** Start **

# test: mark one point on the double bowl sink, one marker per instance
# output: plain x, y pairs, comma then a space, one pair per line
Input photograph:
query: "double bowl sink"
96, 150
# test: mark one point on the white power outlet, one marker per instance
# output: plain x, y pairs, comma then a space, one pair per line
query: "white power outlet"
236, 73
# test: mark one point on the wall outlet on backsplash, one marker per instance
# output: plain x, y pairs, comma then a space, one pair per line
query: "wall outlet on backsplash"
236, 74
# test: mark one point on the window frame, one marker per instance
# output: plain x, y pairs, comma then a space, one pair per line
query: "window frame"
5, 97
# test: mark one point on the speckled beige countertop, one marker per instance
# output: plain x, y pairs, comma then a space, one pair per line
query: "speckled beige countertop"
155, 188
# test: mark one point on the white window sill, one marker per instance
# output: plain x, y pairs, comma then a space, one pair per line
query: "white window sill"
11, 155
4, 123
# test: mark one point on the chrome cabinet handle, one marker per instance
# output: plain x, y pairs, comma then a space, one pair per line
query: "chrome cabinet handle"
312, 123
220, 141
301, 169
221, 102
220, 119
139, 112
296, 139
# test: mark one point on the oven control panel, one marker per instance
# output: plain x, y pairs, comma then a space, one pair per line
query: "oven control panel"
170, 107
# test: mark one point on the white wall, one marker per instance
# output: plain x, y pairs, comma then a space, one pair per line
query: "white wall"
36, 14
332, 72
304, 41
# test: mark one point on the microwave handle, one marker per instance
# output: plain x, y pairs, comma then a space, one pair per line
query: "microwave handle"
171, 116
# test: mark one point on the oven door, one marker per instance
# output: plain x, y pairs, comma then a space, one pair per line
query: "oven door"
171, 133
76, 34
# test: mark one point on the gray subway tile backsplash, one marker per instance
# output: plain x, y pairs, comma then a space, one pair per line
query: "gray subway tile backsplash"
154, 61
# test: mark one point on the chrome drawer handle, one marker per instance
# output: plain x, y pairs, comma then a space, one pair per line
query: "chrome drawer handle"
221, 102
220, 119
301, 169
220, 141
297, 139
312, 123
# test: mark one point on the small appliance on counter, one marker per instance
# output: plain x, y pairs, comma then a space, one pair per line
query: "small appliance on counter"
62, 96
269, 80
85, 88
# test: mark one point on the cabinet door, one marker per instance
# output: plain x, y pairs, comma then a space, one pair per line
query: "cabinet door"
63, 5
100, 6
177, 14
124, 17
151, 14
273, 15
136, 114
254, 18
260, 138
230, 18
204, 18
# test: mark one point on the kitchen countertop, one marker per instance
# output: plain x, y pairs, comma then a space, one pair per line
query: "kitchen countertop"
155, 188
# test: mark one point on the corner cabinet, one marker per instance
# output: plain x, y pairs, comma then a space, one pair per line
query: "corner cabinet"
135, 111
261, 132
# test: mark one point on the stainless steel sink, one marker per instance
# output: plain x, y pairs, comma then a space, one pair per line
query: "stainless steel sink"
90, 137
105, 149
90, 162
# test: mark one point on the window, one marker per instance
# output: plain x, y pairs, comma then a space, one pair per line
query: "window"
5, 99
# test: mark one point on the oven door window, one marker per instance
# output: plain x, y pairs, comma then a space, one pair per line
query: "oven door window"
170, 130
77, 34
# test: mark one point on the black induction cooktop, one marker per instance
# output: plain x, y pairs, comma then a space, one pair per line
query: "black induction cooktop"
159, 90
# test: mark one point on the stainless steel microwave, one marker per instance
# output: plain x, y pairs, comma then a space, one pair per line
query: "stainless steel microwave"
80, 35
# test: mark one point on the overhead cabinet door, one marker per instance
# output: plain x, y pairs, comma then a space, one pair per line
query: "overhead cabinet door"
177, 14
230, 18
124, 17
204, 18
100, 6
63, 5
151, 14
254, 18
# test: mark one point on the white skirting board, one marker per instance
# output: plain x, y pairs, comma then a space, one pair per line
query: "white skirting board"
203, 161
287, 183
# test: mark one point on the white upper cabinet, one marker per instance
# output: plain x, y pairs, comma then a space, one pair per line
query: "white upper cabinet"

** End **

The task - Reproduce all of the items above verbatim, line for line, with no changes.

Answer in full -
# test: mark one point on the double bowl sink, one marker per instance
# output: plain x, y pairs, comma then a space, one pair per line
Input photograph:
query: "double bowl sink"
96, 150
# test: mark one point on the white power outlet, one marker per instance
# output: plain x, y pairs, comma then a space, one pair per line
query: "white power outlet"
236, 73
# test: mark one point on the wall outlet on backsplash, one marker per instance
# output: plain x, y pairs, comma then a space, one pair per line
query: "wall outlet on backsplash"
236, 74
# test: mark one point on the window frame, one marker per instance
# output: plain x, y pairs, comma then a space, one pair per line
query: "window frame"
5, 97
# test: mark one point on the speckled beige countertop, one marker per instance
# output: plain x, y pairs, comma then a space, one pair per line
query: "speckled beige countertop"
155, 188
# test: mark one point on the white window sill, one marker per instance
# output: plain x, y pairs, comma then a space, one pair per line
query: "white window sill"
11, 155
4, 123
# test: mark one point on the chrome cabinet handle, one marker per instance
# output: plain x, y pairs, comma then a space, one pair per line
query: "chrome cabinet handle"
312, 123
220, 141
301, 169
221, 102
220, 119
139, 112
296, 139
# test: mark one point on the oven control panel, one marker per instance
# output: plain x, y pairs, comma then a space, one pair per line
query: "oven control panel"
170, 107
# test: mark one point on the white wall, one marker per instance
# output: plain x, y pairs, comma then a space, one pair per line
query: "white wall"
36, 14
332, 72
304, 41
# test: mark one point on the microwave handle, one marker per instance
# output: plain x, y pairs, comma then a space, one pair per line
query: "microwave handle"
171, 116
# test: mark one point on the oven door, one marker per instance
# output: plain x, y pairs, comma then a space, one pair per line
query: "oven door"
171, 133
76, 34
# test: mark one point on the gray subway tile backsplash, one marker per instance
# output: plain x, y pairs, comma then a space, one pair per line
query: "gray subway tile backsplash"
154, 61
# test: mark one point on the chrome drawer handle, one marker per instance
# output: plain x, y pairs, comma then a space, one pair per line
query: "chrome drawer handle"
221, 102
220, 119
301, 169
220, 141
297, 139
312, 123
# test: mark one point on the small appliance on counter, one marker per instance
# output: plain x, y pairs, comma then a space, one pair per line
query: "small appliance on counter"
62, 96
269, 80
85, 88
# test: mark one point on the cabinet door, one marker per instance
# output: plain x, y pairs, comma then a space, one pair per line
query: "cabinet door"
63, 5
100, 6
177, 14
124, 17
151, 14
273, 15
136, 114
254, 18
260, 138
230, 18
204, 18
# test: mark one point on the kitchen countertop, one marker per instance
# output: plain x, y pairs, comma then a space, one pair per line
query: "kitchen countertop"
155, 188
# test: mark one point on the corner cabinet, one marker per instance
# output: plain x, y pairs, comma then a space, one pair per line
query: "corner cabinet"
135, 111
261, 132
# test: mark one point on the stainless steel sink, one marker per instance
# output: plain x, y pairs, comma then a space, one pair per line
query: "stainless steel sink"
90, 137
105, 149
90, 162
# test: mark one point on the window, one marker per instance
# output: plain x, y pairs, comma then a space, one pair per line
query: "window"
5, 99
# test: mark one point on the oven door window, one marker per instance
# output: plain x, y pairs, comma then a space, one pair per line
query: "oven door window"
170, 130
77, 34
# test: mark one point on the black induction cooktop, one marker per instance
# output: plain x, y pairs, comma then a space, one pair per line
query: "black induction cooktop"
159, 90
# test: mark one point on the stainless steel microwave, one marker per instance
# output: plain x, y pairs, comma then a space, one pair per line
query: "stainless steel microwave"
80, 35
# test: mark one point on the overhead cabinet door, one marker per instance
# output: plain x, y pairs, comma then a space, one pair per line
query: "overhead cabinet door"
177, 14
230, 18
124, 17
204, 18
100, 6
63, 5
151, 14
254, 18
# test: mark one point on the white skirting board, one marker per instance
# output: plain x, y pairs, comma then a space, one pair per line
query: "white skirting board"
203, 161
287, 183
# test: mark one point on the white upper cabinet, one marker per instance
# output: plain x, y pairs, comma then a space, one pair per line
query: "white upper cabinet"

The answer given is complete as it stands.